Please copy out the data below, starting with the line that contains "Could you mark the tile" and going on through the end, and shift every answer coordinate by adding 50 to each number while leaving the sample points unchanged. Leave out the pictures.
== Supplied data
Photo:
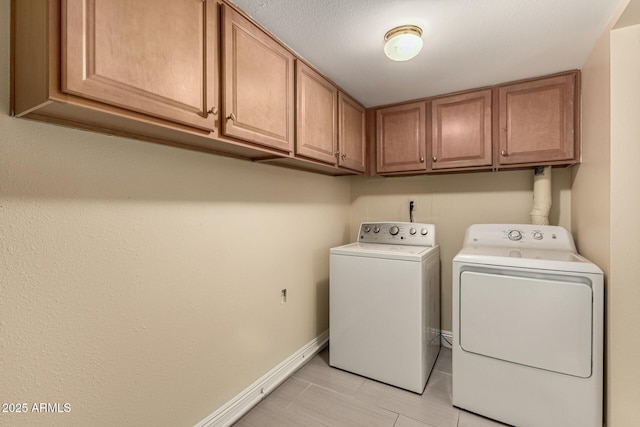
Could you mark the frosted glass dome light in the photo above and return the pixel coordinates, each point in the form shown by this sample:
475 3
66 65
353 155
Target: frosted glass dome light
403 43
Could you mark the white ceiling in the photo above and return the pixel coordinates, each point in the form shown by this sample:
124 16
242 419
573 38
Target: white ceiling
467 43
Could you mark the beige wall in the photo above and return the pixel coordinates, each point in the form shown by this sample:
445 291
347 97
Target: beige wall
624 289
452 203
605 207
141 283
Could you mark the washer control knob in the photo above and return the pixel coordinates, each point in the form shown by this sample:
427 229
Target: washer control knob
514 235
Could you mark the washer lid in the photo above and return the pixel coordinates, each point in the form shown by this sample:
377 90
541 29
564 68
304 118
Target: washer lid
376 250
526 258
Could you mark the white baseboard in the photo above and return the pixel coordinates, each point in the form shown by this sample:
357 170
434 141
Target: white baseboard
446 338
233 410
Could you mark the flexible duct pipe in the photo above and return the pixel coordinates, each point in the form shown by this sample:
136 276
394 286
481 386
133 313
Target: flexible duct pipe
541 195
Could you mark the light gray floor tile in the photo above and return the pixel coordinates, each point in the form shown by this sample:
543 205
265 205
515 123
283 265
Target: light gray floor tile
444 361
318 371
335 409
266 414
319 395
410 422
468 419
432 407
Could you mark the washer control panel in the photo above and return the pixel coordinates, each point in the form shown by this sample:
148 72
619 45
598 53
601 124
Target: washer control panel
398 233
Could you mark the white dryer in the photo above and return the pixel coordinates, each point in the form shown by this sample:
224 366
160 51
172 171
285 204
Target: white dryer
528 327
384 320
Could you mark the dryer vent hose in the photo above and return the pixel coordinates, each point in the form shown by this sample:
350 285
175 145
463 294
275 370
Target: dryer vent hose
541 195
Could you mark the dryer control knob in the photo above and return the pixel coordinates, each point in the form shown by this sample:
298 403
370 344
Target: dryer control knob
514 235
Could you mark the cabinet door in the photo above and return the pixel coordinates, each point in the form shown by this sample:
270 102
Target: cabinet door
155 57
461 131
316 115
400 138
352 134
258 85
537 121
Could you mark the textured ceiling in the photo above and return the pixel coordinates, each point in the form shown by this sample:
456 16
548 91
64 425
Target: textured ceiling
467 43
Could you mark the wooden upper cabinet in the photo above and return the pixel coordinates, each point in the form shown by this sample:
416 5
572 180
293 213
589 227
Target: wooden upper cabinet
461 132
352 137
316 115
400 138
258 100
536 121
156 57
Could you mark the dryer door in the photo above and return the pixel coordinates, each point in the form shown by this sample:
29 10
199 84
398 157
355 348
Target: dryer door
542 322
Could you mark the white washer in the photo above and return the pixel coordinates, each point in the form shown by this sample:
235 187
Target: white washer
528 327
385 304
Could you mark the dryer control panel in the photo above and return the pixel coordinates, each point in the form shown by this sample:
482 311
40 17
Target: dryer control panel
520 236
398 233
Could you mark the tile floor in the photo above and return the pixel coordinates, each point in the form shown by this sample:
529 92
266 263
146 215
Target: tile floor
319 395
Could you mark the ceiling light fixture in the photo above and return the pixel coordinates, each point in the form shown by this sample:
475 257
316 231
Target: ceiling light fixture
403 43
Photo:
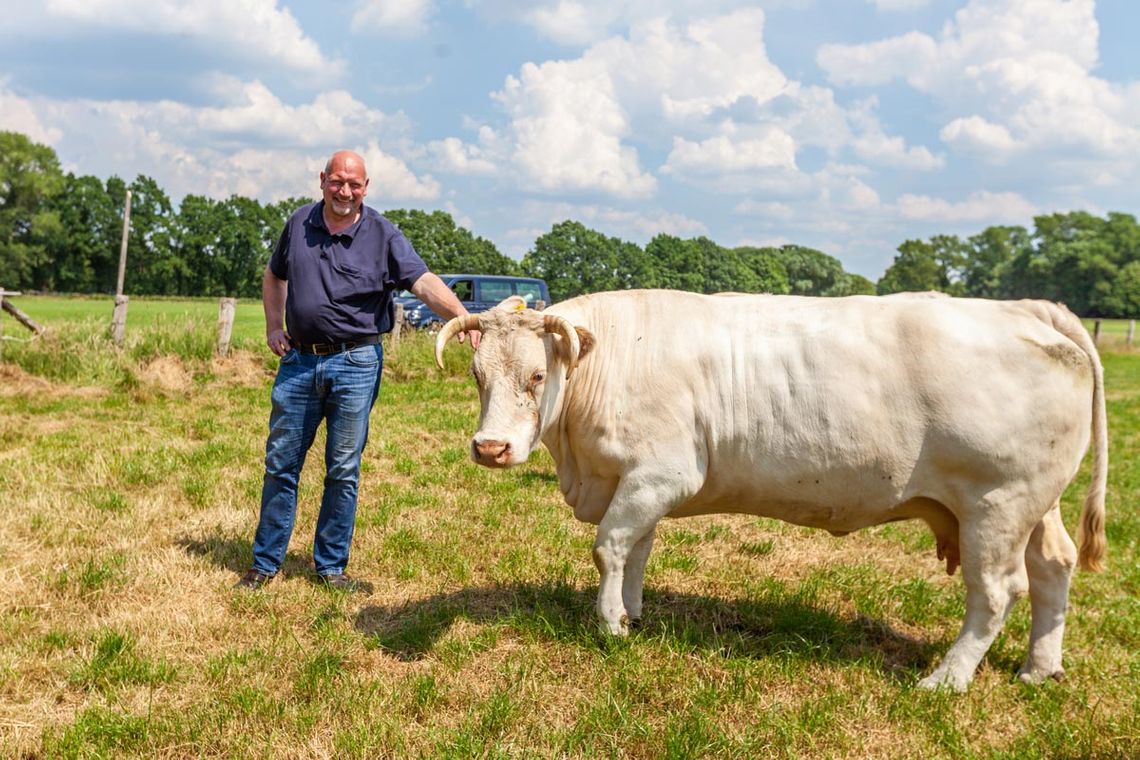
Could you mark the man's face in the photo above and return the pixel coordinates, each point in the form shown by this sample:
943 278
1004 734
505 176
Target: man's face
344 187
====
» Full solution
Could you mark the tile floor in the photo above and return the pixel coordinates, each point in the form shown by this sample:
529 92
266 263
146 215
Target: tile floor
369 445
Could you mark the ceiling light fixture in the photo above and return the pixel coordinates, each point in the form shown by this sample:
475 257
316 231
Target: ceiling light fixture
453 93
Photo:
Could you mark the man's face in the photo above and return the pixel coordinates, each point in the form shown by this sample:
943 278
1004 734
505 176
Target: man's face
394 237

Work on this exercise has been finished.